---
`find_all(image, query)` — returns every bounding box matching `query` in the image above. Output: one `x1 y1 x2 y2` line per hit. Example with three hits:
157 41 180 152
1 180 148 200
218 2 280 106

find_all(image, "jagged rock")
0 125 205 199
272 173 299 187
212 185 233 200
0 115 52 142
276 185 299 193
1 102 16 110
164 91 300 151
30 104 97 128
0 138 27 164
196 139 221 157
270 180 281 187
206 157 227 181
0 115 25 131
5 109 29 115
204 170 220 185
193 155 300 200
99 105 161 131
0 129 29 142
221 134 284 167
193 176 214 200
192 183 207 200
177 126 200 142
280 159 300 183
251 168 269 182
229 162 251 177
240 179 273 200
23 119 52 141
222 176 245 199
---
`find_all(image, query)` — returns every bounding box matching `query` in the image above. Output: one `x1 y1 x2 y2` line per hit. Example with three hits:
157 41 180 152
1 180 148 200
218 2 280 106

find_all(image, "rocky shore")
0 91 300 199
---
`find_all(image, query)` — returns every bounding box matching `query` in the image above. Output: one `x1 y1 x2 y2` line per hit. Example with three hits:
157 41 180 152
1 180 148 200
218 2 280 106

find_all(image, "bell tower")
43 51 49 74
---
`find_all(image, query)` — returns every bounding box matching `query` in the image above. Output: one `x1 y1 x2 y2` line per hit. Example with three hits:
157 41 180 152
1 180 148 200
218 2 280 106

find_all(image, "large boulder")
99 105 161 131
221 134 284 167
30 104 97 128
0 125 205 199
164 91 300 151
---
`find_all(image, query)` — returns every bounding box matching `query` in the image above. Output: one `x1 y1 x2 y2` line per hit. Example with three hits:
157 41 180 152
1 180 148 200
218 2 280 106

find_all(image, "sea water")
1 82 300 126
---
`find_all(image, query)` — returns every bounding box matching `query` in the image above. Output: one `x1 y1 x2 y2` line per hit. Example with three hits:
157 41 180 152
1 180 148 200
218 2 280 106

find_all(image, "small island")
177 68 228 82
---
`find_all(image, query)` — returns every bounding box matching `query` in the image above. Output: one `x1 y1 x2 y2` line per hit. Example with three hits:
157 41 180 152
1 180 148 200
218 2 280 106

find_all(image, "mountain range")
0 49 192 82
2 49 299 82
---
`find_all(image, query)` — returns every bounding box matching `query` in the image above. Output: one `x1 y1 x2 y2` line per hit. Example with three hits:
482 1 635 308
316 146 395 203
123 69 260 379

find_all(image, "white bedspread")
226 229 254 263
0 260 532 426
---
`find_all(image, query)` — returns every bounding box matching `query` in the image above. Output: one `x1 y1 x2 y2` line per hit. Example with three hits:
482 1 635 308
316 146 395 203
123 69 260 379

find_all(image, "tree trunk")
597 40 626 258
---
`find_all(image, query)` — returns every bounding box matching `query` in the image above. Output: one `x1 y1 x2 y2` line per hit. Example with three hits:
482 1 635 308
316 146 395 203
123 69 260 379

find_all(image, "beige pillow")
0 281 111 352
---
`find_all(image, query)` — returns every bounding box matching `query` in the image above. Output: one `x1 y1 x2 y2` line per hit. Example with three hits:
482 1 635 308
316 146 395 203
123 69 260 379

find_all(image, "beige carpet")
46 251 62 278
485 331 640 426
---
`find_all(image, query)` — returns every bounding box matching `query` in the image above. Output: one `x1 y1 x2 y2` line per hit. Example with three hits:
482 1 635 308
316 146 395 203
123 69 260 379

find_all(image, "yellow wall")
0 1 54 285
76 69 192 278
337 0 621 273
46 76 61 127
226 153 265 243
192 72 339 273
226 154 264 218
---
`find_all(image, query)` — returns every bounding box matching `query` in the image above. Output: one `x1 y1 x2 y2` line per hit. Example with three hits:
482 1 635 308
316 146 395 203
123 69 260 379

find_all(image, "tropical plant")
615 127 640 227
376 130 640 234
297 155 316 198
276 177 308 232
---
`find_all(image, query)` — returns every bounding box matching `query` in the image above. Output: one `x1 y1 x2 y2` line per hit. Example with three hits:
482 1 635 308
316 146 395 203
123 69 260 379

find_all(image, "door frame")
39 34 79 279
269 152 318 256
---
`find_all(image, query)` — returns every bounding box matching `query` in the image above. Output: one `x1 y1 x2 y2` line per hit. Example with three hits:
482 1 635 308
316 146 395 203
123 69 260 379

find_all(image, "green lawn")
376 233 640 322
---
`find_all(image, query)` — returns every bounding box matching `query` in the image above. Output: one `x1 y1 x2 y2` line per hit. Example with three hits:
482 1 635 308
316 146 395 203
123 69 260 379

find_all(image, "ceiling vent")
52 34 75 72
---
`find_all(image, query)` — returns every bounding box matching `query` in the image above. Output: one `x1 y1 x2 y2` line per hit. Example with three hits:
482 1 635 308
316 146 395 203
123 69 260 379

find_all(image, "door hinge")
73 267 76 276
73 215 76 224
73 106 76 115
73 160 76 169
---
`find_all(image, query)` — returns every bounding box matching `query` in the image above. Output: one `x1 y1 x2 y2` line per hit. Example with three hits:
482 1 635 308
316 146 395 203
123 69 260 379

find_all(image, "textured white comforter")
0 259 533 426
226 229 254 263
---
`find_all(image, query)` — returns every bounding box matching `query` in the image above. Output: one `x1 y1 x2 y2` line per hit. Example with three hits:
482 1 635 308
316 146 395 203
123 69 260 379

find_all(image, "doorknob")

☆ ☆ ☆ ☆ ☆ ☆ ☆

Every record must be set down again exactly.

---
`find_all(image, query)` — returns every bounding box matching `query` in the image above. Output: one `x1 y1 x2 y2` line per hit. Example with three hits:
157 41 180 152
1 180 148 200
218 2 280 106

find_all(image, "jagged rock")
0 125 205 199
272 173 299 187
212 185 233 200
0 115 52 142
276 185 299 193
1 102 16 110
164 91 300 151
30 104 97 128
0 138 27 164
196 139 221 157
270 180 281 187
206 157 227 181
0 115 25 131
5 109 29 115
204 170 220 185
193 155 300 200
99 105 161 131
0 129 29 142
221 134 284 167
193 176 214 200
192 183 207 200
177 126 200 142
280 159 300 183
251 168 269 182
229 162 251 177
240 179 273 200
23 119 52 141
222 176 245 199
---
`find_all(image, query)` — returns every bounding box matching `query` in the image above. Output: one `x1 y1 x2 y2` line per hit. Example with three hits:
157 41 180 152
1 180 148 200
218 2 280 106

find_all(image, "rocky shore")
0 91 300 199
---
`find_all(image, query)` — returns every bounding box matching `query` in the image above. Output: one `x1 y1 x2 y2` line per hit. Example with three hits:
157 41 180 152
1 180 148 200
218 2 280 106

find_all(image, "bell tower")
43 51 49 74
---
`find_all(image, query)` — returns every bounding box matching `query` in the image above. Output: one `x1 y1 x2 y2` line per hit. Example with three hits:
157 41 180 152
1 180 148 200
218 2 280 106

find_all(image, "large boulder")
99 105 161 131
221 134 284 167
30 104 97 128
0 125 205 199
164 91 300 151
---
`find_all(image, query)` — returns every bounding box matching `query` in the image above. Output: one `x1 y1 x2 y2` line per hit. Example with three hits:
157 41 180 152
1 180 148 200
218 2 280 106

find_all(image, "sea water")
1 82 300 126
---
`find_all(image, query)` — returns every bounding box matching `query` in the image above. Output: one `x1 y1 x2 y2` line per hit. Example with three hits:
157 41 180 152
1 180 148 200
218 2 280 106

find_all(image, "small island")
177 68 228 82
---
`find_all(image, query)` — returns every bounding box matching `query` in the image above. Output: one `x1 y1 x2 y2` line per hit. Example with three hits:
157 41 180 152
1 180 148 200
218 2 280 106

find_all(image, "mountain range")
0 49 192 82
2 49 299 82
---
`find_all(image, query)` — returns every bounding box matching `query` in the image above. Output: one `x1 y1 x2 y2` line per hit. Example with three hits:
482 1 635 308
316 146 395 203
123 69 260 379

find_all(image, "white bedspread")
226 229 254 263
0 260 532 426
---
`find_all(image, query)` — returns every bounding box matching `query` in the image above. Output: one `x1 y1 x2 y2` line per hit. Example with three hits:
482 1 635 308
316 146 395 203
123 69 260 379

find_all(image, "tree trunk")
597 40 626 258
---
`find_all(image, query)` — returns every bounding box matching `query` in the image above. Output: one `x1 y1 x2 y2` line per hit. Example with three hits:
482 1 635 308
316 146 395 203
123 69 260 379

find_all(image, "beige pillow")
0 281 111 352
---
`find_all(image, query)` — returns every bounding box matching `query` in the image above. Output: one `x1 y1 x2 y2` line per hit. Example with three hits:
482 1 635 308
316 146 395 203
123 69 260 379

find_all(image, "beige carpet")
46 251 62 278
485 331 640 426
---
`find_all(image, query)` — returns every bounding box matching `query` in the image above. Output: one `x1 y1 x2 y2` line per hit. Example with three hits:
482 1 635 308
316 146 395 203
123 69 260 379

find_all(image, "yellow wall")
0 1 54 285
76 69 192 278
337 0 621 273
46 76 61 127
226 153 265 243
192 72 339 273
226 154 264 218
---
`find_all(image, query)` — returns every bounding box matching `query` in the image above. Output: one `x1 y1 x2 y2` line per hit. Example with three hits:
482 1 635 308
316 146 395 203
123 69 260 379

find_all(image, "tropical plant")
615 127 640 227
376 130 640 234
297 155 316 198
276 177 308 232
---
`find_all(image, query)` — returns every bounding box matching `query` in the image above. Output: one `x1 y1 x2 y2` line per hit. Example with three hits:
482 1 635 308
316 146 395 203
123 69 260 379

find_all(image, "door frame")
39 34 79 279
269 152 318 256
---
`find_all(image, query)` — returns every bounding box matching `query` in the image above. Output: one `x1 y1 x2 y2` line per hit. Example with three hits:
482 1 635 308
316 146 395 203
123 69 260 379

find_all(image, "green lawn")
376 233 640 322
---
`find_all(image, query)` — returns every bounding box matching `query` in the image above. Output: one `x1 y1 x2 y2` line per hit. Example with three hits:
482 1 635 308
316 146 395 203
123 69 260 379

find_all(image, "ceiling vent")
52 34 75 72
---
`find_all(image, query)` — returns every bounding box matching `query` in the image above. Output: one `x1 y1 x2 y2` line per hit. Example with three hits:
482 1 635 308
316 146 395 203
123 69 260 379

find_all(image, "door hinge")
73 267 76 276
73 215 76 224
73 106 76 115
73 160 76 169
---
`find_all(image, query)` — returns every bounding box matching `query` in the image above. Output: one `x1 y1 x2 y2` line per hit. Example with three hits:
482 1 635 308
316 146 395 203
123 69 260 379

find_all(image, "textured white comforter")
0 259 533 426
226 229 254 263
---
`find_all(image, query)` — returns every bounding box matching `query` in the image above. Output: one `x1 y1 x2 y2` line per hit. Example with three hits:
482 1 635 308
316 146 395 203
123 69 260 379

find_all(image, "doorknob")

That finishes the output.